Please restate word for word the lines from the top of the entries through the line that contains "on every path", and do not include any pictures.

+--

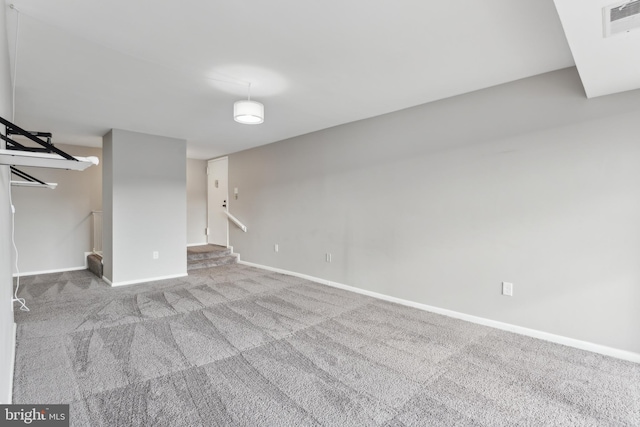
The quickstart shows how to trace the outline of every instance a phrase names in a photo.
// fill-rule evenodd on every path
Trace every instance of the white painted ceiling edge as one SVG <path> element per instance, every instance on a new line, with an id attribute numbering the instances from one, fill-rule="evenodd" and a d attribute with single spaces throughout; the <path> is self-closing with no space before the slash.
<path id="1" fill-rule="evenodd" d="M 625 0 L 554 0 L 589 98 L 640 88 L 640 29 L 604 36 L 603 8 Z"/>
<path id="2" fill-rule="evenodd" d="M 577 0 L 556 0 L 558 11 L 553 0 L 11 3 L 21 22 L 21 127 L 88 146 L 111 128 L 181 138 L 188 156 L 202 159 L 570 67 L 567 38 L 581 37 L 575 22 L 588 7 Z M 15 23 L 7 9 L 12 60 Z M 590 96 L 606 91 L 592 89 L 602 79 L 610 90 L 635 88 L 629 79 L 621 89 L 613 72 L 592 77 L 602 65 L 574 56 Z M 247 83 L 265 106 L 257 126 L 233 120 Z"/>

+--

Final answer
The quickstart shows how to trace the outline of every instance a phrase names in a photo.
// fill-rule evenodd on every path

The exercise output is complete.